* START DATA IN THIS EXERCISE *
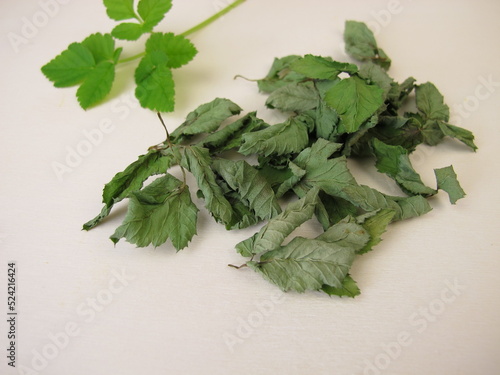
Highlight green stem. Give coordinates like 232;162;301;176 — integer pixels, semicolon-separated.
181;0;246;36
117;52;146;64
117;0;246;64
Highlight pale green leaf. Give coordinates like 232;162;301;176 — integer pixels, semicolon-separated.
42;43;96;87
82;33;116;64
111;22;145;40
137;0;172;31
76;61;115;109
104;0;137;21
146;33;198;68
135;52;175;112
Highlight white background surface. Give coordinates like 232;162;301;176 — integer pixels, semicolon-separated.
0;0;500;375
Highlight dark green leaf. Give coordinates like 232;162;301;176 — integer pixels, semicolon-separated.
199;112;269;153
257;55;306;93
111;174;198;250
439;122;477;151
293;138;356;196
290;55;358;80
266;82;319;112
321;274;361;298
83;151;173;230
170;98;241;141
344;21;391;70
358;209;396;254
373;138;436;196
434;165;465;204
182;146;233;225
247;237;355;293
239;116;309;156
236;189;318;256
213;159;281;220
325;77;384;133
415;82;450;122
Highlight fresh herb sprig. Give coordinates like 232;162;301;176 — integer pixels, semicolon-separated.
42;0;245;112
84;21;477;297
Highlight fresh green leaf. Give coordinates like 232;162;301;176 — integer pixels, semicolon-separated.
373;138;437;196
213;159;281;220
82;33;116;64
111;174;198;250
42;43;96;87
137;0;172;31
170;98;241;141
111;22;144;40
415;82;450;122
434;165;465;204
146;33;198;69
325;77;384;133
266;82;319;112
321;274;361;298
239;116;309;156
83;150;173;230
181;146;233;225
290;55;358;80
76;61;115;109
236;189;318;257
344;21;391;70
104;0;138;21
135;51;175;112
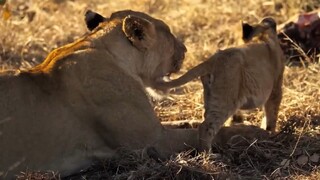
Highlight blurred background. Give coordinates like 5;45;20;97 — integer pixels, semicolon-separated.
0;0;320;179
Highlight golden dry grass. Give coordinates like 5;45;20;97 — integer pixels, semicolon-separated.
0;0;320;179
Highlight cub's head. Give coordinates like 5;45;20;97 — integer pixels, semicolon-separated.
85;10;187;87
242;17;277;42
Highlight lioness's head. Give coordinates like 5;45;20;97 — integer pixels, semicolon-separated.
242;17;277;42
85;10;186;87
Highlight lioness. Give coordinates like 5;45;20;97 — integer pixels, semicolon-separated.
0;10;202;179
158;18;285;150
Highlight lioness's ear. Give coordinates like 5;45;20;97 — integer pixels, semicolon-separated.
122;15;156;50
85;10;106;31
242;23;254;42
261;17;277;32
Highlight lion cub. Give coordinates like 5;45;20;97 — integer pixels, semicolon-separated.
158;18;285;150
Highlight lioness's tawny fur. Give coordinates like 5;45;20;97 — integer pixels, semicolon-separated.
0;10;197;179
158;18;285;150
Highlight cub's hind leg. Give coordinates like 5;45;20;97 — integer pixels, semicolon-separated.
199;108;236;151
261;81;282;132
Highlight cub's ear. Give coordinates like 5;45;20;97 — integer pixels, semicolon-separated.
85;10;106;31
242;23;254;42
122;15;156;50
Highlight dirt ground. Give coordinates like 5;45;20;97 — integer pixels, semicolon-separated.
0;0;320;180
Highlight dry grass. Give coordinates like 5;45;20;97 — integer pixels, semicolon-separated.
0;0;320;179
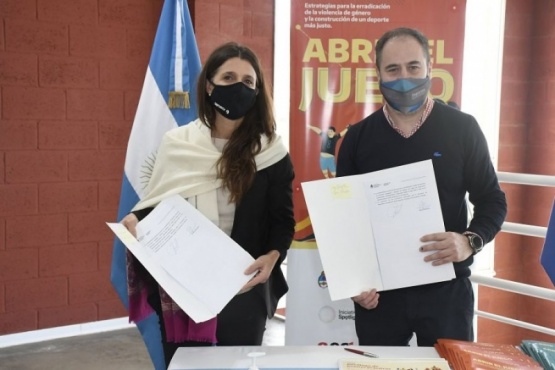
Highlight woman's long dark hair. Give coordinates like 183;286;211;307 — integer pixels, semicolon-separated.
197;42;276;203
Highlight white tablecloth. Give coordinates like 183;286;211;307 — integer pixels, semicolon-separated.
168;346;439;370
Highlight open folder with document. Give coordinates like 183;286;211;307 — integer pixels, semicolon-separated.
302;160;455;301
108;195;254;323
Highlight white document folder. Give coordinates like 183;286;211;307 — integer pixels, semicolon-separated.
302;160;455;301
108;195;254;323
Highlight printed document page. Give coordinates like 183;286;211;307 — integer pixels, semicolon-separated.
364;160;455;289
109;195;254;322
302;160;455;300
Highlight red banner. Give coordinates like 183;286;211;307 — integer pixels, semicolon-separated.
290;0;466;240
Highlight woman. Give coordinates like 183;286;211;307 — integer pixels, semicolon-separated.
122;43;295;364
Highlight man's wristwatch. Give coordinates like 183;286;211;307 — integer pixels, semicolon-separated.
463;231;484;256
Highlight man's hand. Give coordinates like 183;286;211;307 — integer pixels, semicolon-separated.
120;213;139;238
420;232;472;266
351;289;380;310
239;250;280;294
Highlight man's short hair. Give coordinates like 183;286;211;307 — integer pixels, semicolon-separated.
376;27;430;70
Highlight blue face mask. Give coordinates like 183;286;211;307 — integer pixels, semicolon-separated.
380;77;431;114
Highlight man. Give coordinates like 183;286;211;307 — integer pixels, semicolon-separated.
308;125;349;179
337;28;507;346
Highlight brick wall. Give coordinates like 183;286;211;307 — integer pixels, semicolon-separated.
0;0;163;335
0;0;555;343
0;0;274;335
478;0;555;344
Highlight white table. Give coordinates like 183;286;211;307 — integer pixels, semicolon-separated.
168;346;439;370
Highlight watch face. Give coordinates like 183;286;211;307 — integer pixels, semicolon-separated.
469;235;484;252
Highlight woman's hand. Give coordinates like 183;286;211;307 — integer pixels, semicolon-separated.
239;250;280;294
120;213;139;238
351;289;380;310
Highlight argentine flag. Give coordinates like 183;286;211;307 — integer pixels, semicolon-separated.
111;0;200;370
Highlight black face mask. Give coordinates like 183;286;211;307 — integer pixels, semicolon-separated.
209;82;256;119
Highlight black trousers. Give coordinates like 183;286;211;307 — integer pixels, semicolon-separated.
148;289;267;367
355;278;474;346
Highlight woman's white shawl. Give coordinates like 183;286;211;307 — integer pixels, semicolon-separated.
133;119;287;225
* END DATA IN THIS EXERCISE *
_THE EXERCISE_:
Format all of the material above as a JSON list of strings, with one string for each line, and omit blank lines and the pictures.

_THE REPLY_:
[
  "Highlight green stem. Give coordinates like 232;162;301;176 — integer pixels, semicolon-separated.",
  "181;0;246;36",
  "117;52;146;64",
  "117;0;246;64",
  "Highlight pale green leaf. Give coordinates like 232;162;301;176 — integer pixels, semicolon-separated.",
  "42;43;96;87",
  "82;33;116;64",
  "111;22;145;40",
  "137;0;172;31",
  "76;61;115;109",
  "104;0;137;21",
  "146;33;198;68",
  "135;52;175;112",
  "Highlight white background surface. Give coordinates like 232;162;301;176 — integer pixels, semicolon-separated.",
  "0;0;500;375",
  "Highlight dark green leaf. Give coordinates like 232;162;301;176 — integer pixels, semicolon-separated.",
  "199;112;269;153",
  "257;55;306;93",
  "111;174;198;250",
  "439;122;477;151",
  "293;138;356;196",
  "290;55;358;80",
  "266;82;319;112",
  "321;274;361;298",
  "83;151;173;230",
  "170;98;241;141",
  "344;21;391;70",
  "358;209;396;254",
  "373;138;436;196",
  "434;165;465;204",
  "182;146;233;225",
  "247;237;355;293",
  "239;116;309;156",
  "236;189;318;256",
  "213;159;281;220",
  "325;77;384;133",
  "415;82;450;122",
  "Highlight fresh herb sprig. Give coordinates like 232;162;301;176 — integer pixels, semicolon-separated.",
  "42;0;245;112",
  "84;21;477;297",
  "Highlight fresh green leaf. Give coordinates like 232;162;301;176 — integer pixels, semicolon-separated.",
  "373;138;437;196",
  "213;159;281;220",
  "82;33;116;64",
  "111;174;198;250",
  "42;43;96;87",
  "137;0;172;31",
  "170;98;241;141",
  "111;22;144;40",
  "415;82;450;122",
  "434;165;465;204",
  "146;33;198;69",
  "325;77;384;133",
  "266;82;319;112",
  "321;274;361;298",
  "239;116;309;156",
  "83;150;173;230",
  "181;146;233;225",
  "290;55;358;80",
  "76;61;115;109",
  "236;189;318;257",
  "344;21;391;70",
  "104;0;138;21",
  "135;51;175;112",
  "Highlight blurred background. Give coordinates like 5;45;20;97 — integer pixels, semicolon-separated.",
  "0;0;320;179",
  "Highlight golden dry grass. Give coordinates like 5;45;20;97 — integer pixels, semicolon-separated.",
  "0;0;320;179",
  "Highlight cub's head. Give coordinates like 5;45;20;97 — integer pixels, semicolon-separated.",
  "85;10;187;87",
  "242;17;277;42",
  "Highlight lioness's head. Give coordinates like 5;45;20;97 — integer pixels, semicolon-separated.",
  "242;17;277;42",
  "85;10;186;87",
  "Highlight lioness. Give coordinates like 5;45;20;97 — integer pixels, semicolon-separated.",
  "0;10;202;179",
  "158;18;285;150",
  "Highlight lioness's ear. Give coordinates like 5;45;20;97 — integer pixels, semicolon-separated.",
  "122;15;156;50",
  "85;10;106;31",
  "242;23;254;42",
  "261;17;277;32",
  "Highlight lion cub. Give coordinates like 5;45;20;97 — integer pixels, semicolon-separated.",
  "158;18;285;150",
  "Highlight lioness's tawny fur. Give coordinates like 5;45;20;97 — integer pixels, semicolon-separated.",
  "0;10;197;179",
  "158;18;285;150",
  "Highlight cub's hind leg. Give coordinates like 5;45;20;97 — integer pixels, semicolon-separated.",
  "199;108;236;151",
  "261;81;282;132",
  "Highlight cub's ear. Give coordinates like 5;45;20;97 — integer pixels, semicolon-separated.",
  "85;10;106;31",
  "242;23;254;42",
  "122;15;156;50",
  "Highlight dirt ground. Give coordinates like 5;45;20;97 — integer pixels, semicolon-separated.",
  "0;0;320;180",
  "Highlight dry grass. Give coordinates like 5;45;20;97 — integer pixels, semicolon-separated.",
  "0;0;320;179",
  "Highlight woman's long dark hair. Give coordinates like 183;286;211;307 — integer pixels, semicolon-separated.",
  "197;42;276;203",
  "Highlight white tablecloth. Give coordinates like 183;286;211;307 — integer pixels, semicolon-separated.",
  "168;346;439;370",
  "Highlight open folder with document. Give coordinates like 183;286;211;307 — integer pixels, semicolon-separated.",
  "302;160;455;301",
  "108;195;254;323",
  "Highlight white document folder. Give coordinates like 183;286;211;307 — integer pixels, semicolon-separated.",
  "302;160;455;301",
  "108;195;254;323",
  "Highlight printed document page. Give coordinates like 183;286;211;307 — integer pixels, semicolon-separated.",
  "364;160;455;289",
  "109;195;254;322",
  "302;160;455;300",
  "Highlight red banner. Give coordinates like 183;286;211;307 — integer pixels, semicolon-separated.",
  "290;0;466;240",
  "Highlight woman. Give coordinates like 183;286;211;307 — integer pixels, semicolon-separated.",
  "122;43;295;364",
  "Highlight man's wristwatch. Give coordinates like 183;286;211;307 — integer pixels, semicolon-separated.",
  "463;231;484;256",
  "Highlight man's hand. Give coordinates like 183;286;211;307 — integer pixels, semicolon-separated.",
  "120;213;139;238",
  "420;232;472;266",
  "351;289;380;310",
  "239;250;280;294",
  "Highlight man's short hair. Give coordinates like 183;286;211;307 — integer pixels, semicolon-separated.",
  "376;27;430;70",
  "Highlight blue face mask. Give coordinates like 183;286;211;307 — integer pixels, semicolon-separated.",
  "380;77;431;114",
  "Highlight man. Give coordinates like 183;286;211;307 — integer pixels, semicolon-separated.",
  "308;125;349;179",
  "337;28;507;346",
  "Highlight brick wall. Give coordinates like 183;286;211;307 — integer pixels, semicolon-separated.",
  "0;0;163;335",
  "0;0;555;343",
  "0;0;274;335",
  "478;0;555;344",
  "Highlight white table. Give coordinates like 183;286;211;307 — integer pixels, semicolon-separated.",
  "168;346;439;370",
  "Highlight watch face. Give coordinates like 183;286;211;307 — integer pixels, semicolon-separated.",
  "469;235;484;252",
  "Highlight woman's hand. Give coordinates like 183;286;211;307 — integer pixels, semicolon-separated.",
  "239;250;280;294",
  "120;213;139;238",
  "351;289;380;310",
  "Highlight argentine flag. Give coordinates like 183;286;211;307 — integer pixels, semicolon-separated.",
  "111;0;200;370",
  "Highlight black face mask. Give coordinates like 183;286;211;307 — integer pixels, semicolon-separated.",
  "209;82;256;119",
  "Highlight black trousers. Give coordinates like 183;286;211;307 — integer pixels, semicolon-separated.",
  "148;289;267;367",
  "355;278;474;346",
  "Highlight woman's white shawl. Give coordinates like 183;286;211;307 — integer pixels, semicolon-separated.",
  "133;119;287;225"
]